(Object pointing dataset rows)
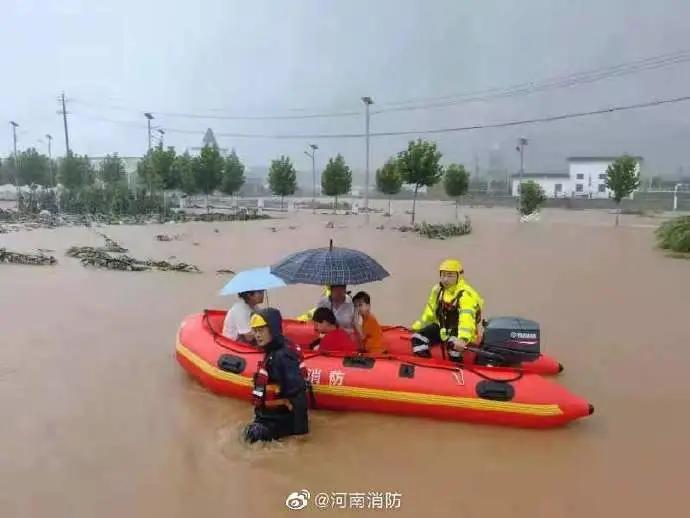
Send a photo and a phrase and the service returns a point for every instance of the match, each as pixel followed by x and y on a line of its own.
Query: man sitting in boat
pixel 283 412
pixel 340 303
pixel 236 325
pixel 452 314
pixel 333 338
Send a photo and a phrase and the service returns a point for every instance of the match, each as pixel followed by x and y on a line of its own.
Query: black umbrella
pixel 329 266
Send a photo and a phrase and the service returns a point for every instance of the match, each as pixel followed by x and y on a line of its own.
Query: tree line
pixel 89 188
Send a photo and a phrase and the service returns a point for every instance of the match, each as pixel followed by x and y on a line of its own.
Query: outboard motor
pixel 512 339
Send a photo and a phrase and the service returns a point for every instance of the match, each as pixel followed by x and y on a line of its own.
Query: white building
pixel 586 178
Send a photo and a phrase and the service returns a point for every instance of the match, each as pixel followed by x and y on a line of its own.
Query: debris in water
pixel 166 237
pixel 439 231
pixel 112 246
pixel 38 259
pixel 101 258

**Task description**
Can you format the material above as a Markdown table with the columns "Row" and "Line", giving each non-blank line its own row in order? Leave the pictures out.

**Result**
| Row | Line |
|---|---|
| 1 | Send a photo and a phrase and the service returns a point for every instance of the match, each as pixel followed by x and y on a line of its own. |
| 2 | Query: man sitting in boat |
| 3 | pixel 283 412 |
| 4 | pixel 340 303 |
| 5 | pixel 236 325 |
| 6 | pixel 452 314 |
| 7 | pixel 333 338 |
| 8 | Send a photo and a phrase and the service returns a point for every instance of the match, each as pixel followed by x and y on a line of its own. |
| 9 | Query: black umbrella |
| 10 | pixel 329 266 |
| 11 | Send a photo and a phrase and the service returns a point for every instance of the match, each as pixel followed by x and y on a line of its own. |
| 12 | Query: tree line |
| 13 | pixel 89 188 |
| 14 | Send a photo and a phrase and the service returns a point for every instance of the match, each as pixel followed by x and y on a line of its own. |
| 15 | Query: outboard motor |
| 16 | pixel 512 339 |
| 17 | Send a photo and a phrase and the service returns a point for every instance of the match, each as pixel followed by x and y on a line of its own. |
| 18 | Query: white building |
| 19 | pixel 586 178 |
| 20 | Send a photo and a phrase and the service returns a point for every instance of the match, each as pixel followed by x and y on a line of its own. |
| 21 | Query: debris in water |
| 22 | pixel 166 237 |
| 23 | pixel 439 231 |
| 24 | pixel 112 246 |
| 25 | pixel 38 259 |
| 26 | pixel 101 258 |